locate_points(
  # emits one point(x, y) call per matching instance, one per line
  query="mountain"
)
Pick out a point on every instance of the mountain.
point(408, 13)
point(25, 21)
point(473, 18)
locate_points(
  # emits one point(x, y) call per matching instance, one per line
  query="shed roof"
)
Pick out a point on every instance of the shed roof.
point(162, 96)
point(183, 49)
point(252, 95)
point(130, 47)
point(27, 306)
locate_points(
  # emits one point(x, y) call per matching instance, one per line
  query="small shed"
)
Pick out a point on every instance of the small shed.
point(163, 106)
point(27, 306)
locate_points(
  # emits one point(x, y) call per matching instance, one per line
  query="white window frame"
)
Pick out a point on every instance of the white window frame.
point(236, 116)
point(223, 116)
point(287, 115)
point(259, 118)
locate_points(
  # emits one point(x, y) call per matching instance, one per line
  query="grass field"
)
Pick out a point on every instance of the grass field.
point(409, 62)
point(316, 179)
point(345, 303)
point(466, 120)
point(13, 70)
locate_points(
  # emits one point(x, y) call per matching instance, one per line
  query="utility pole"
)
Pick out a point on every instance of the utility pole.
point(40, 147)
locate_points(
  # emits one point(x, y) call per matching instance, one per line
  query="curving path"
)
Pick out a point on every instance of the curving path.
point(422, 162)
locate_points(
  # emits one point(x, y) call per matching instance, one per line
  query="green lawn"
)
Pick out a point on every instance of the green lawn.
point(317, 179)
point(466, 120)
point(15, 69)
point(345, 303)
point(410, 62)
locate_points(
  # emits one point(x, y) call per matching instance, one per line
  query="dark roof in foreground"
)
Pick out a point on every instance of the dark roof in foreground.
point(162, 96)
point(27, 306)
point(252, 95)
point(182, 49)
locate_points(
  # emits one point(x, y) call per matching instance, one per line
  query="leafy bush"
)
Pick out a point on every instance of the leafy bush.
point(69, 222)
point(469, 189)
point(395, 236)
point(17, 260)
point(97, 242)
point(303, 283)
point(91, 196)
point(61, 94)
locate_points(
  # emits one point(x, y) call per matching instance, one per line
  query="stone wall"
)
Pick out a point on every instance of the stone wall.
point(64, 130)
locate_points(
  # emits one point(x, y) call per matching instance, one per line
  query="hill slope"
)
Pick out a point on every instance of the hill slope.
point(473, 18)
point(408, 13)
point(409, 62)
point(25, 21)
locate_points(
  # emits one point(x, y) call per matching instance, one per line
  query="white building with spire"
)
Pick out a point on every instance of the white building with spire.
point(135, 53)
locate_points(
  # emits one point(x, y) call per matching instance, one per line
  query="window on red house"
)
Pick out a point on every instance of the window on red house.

● ● ● ● ●

[Task item] Go through the listing above and find each line that contains "house", then copy it.

[Response to the exercise]
  query="window on red house"
Pick out a point on every instance of the window on red house.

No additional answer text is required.